** SOURCE EXTRACT follows **

J. Andoni Urtizberea

Innovative therapies & neuromuscular disorders: the clinician’s perspective

Neuromuscular disorders are a quite heterogeneous group of disorders a great majority of which are genetically determined. All have in common a defect in one component of the motor that usually leads, up to a point, to paralysis. They have been considered for decades as incurable due to the complexity of their pathogenesis and also because they were essentially rare diseases. Among the main innovative therapies available nowadays at bedside is gene therapy and antisense-oligonucleotides (ASO).

Gene therapy is a concept born more than thirty years ago that went through ups and downs, swaying between really impressive biological achievements, overoptimism and safety concerns. The current landscape has totally changed within a couple of years. Gene therapy is a fairly sophisticated technique now being mastered not only at the benchside but also by pharmaceutical manufacturers capable of designing successful industrial processes meant to meet the needs. Gene therapy has gradually invaded the neuromuscular field at the clinical level, notably in three emblematic diseases: spinal muscular atrophy (SMA), Duchenne Muscular Dystrophy (DMD) and myotubular myopathy (MTM) with variable outcomes. Other conditions should follow soon (Limb Girdle Muscular Dystrophies, for instance). For clinicians and as potential prescribers, though, the principle ‘Do no harm’ should always apply. Expectations in terms of function and quality of life must be weighed against the magnitude of risks taken. Uneasy access to these hitherto very expensive cutting-edge therapies on the one hand and safety issues on the other are the two major real-life concerns that may impede the clinical development of gene therapy.

** End of SOURCE EXTRACT **
** RECORD SET follows **

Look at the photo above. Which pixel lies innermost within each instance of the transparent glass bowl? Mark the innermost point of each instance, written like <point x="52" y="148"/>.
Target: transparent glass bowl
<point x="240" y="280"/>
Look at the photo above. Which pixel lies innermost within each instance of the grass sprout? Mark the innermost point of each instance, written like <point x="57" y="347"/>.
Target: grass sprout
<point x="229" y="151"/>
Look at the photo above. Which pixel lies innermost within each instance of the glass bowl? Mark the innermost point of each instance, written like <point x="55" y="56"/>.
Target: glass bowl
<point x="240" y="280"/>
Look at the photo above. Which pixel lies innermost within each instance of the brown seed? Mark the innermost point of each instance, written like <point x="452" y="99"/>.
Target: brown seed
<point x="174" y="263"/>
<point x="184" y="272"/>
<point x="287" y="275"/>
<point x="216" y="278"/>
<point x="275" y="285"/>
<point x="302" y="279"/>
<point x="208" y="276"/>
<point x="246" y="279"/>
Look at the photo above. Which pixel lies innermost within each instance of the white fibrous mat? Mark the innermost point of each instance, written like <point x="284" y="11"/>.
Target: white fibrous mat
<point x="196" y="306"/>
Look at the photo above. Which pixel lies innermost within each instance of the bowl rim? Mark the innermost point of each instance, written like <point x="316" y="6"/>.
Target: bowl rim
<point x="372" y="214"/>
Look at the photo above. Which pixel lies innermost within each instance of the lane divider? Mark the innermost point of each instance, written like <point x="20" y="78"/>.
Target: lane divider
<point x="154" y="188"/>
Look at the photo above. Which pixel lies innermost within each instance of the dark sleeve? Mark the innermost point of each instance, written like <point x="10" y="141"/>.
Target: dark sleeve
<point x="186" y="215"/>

** End of RECORD SET **
** RECORD SET follows **

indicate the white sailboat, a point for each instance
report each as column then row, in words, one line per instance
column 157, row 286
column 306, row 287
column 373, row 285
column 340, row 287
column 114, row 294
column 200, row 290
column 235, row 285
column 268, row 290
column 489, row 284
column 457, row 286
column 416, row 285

** End of RECORD SET **
** RECORD SET follows **

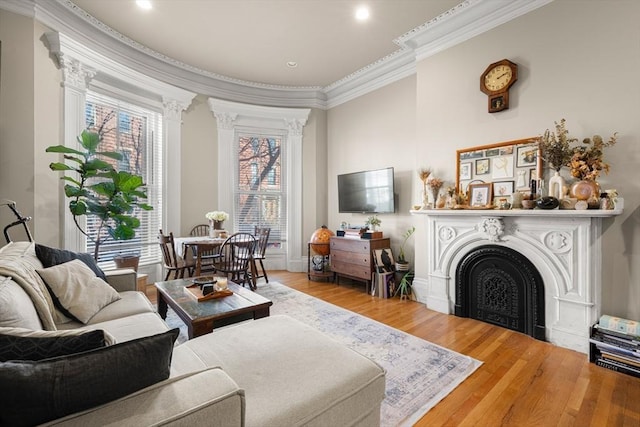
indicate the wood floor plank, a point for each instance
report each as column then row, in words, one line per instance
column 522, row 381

** End of RECORD SET **

#### USING THE INFORMATION
1. Print the part of the neuromuscular therapies text starting at "Innovative therapies &" and ending at "and antisense-oligonucleotides (ASO).".
2. Carry on the text about innovative therapies for neuromuscular disorders from the point where it stops.
None of the lines are needed for this work.

#### WRITTEN RESPONSES
1.
Innovative therapies & neuromuscular disorders: the clinician’s perspective

Neuromuscular disorders are a quite heterogeneous group of disorders a great majority of which are genetically determined. All have in common a defect in one component of the motor that usually leads, up to a point, to paralysis. They have been considered for decades as incurable due to the complexity of their pathogenesis and also because they were essentially rare diseases. Among the main innovative therapies available nowadays at bedside is gene therapy and antisense-oligonucleotides (ASO).

2.
Anti-sense oligonucleotides (ASO) are small pieces of RNA, rather easy to get synthesized and capable of fixing a faulty disease-causing gene. Injected regionally or systemically, they allow the re-expression of the missing protein with a fairly good safety profile. To achieve this prowess, some of them are targeted to skip specific exons of interest. An outstanding illustration of personalized medicine. ASO showed effectiveness both in SMA and DMD. The main difference with gene therapy lies in the need to re-administer such molecules on a regular basis in order to achieve a sustainable clinical benefit.

Isabelle Richard

Innovative therapies in neuromuscular disorders: the scientist's perspective

Muscular dystrophies (MD) are a group of diseases where the main innovative therapies available nowadays (gene replacement and antisense-oligonucleotides) have been tested at clinical level. The most frequent MD forms include Duchenne Muscular Dystrophy (DMD), due to mutations in Dystrophin, a large protein important for the resistance of muscle fibers and the groups of Limb-girdle muscular dystrophies (LGMD). More than 30 different genetic identities have been identified so far in the latter group. MD are characterized by weakness and progressive muscular atrophy, leading to loss of motor function that can be associated with respiratory and cardiac problems. None of these diseases is curable today.

Gene replacement utilizes viral vectors derived from the Adeno-Associated Virus (AAV) to deliver a normal copy of the gene in muscle. AAV vectors have emerged as effective for in vivo gene therapy. Even if the muscle tissue represents a challenge both in term of delivery and vector production, gene therapy is now at clinical level for both DMD and LGMD. In the case of DMD, because the size of the dystrophin gene exceed the encapsidation capacity of this vector, strategies relying on the use of a reduced form of dystrophin called minidystrophin have been designed. We have demonstrated the proof-of-principle of the efficiency of the gene therapy approach for several forms of LGMD. Interestingly, each gene transfer can present particularities that may requires specific adaptations to ensure the efficiency and safety of the approach. Efforts are being pursued towards clinical applications in these diseases.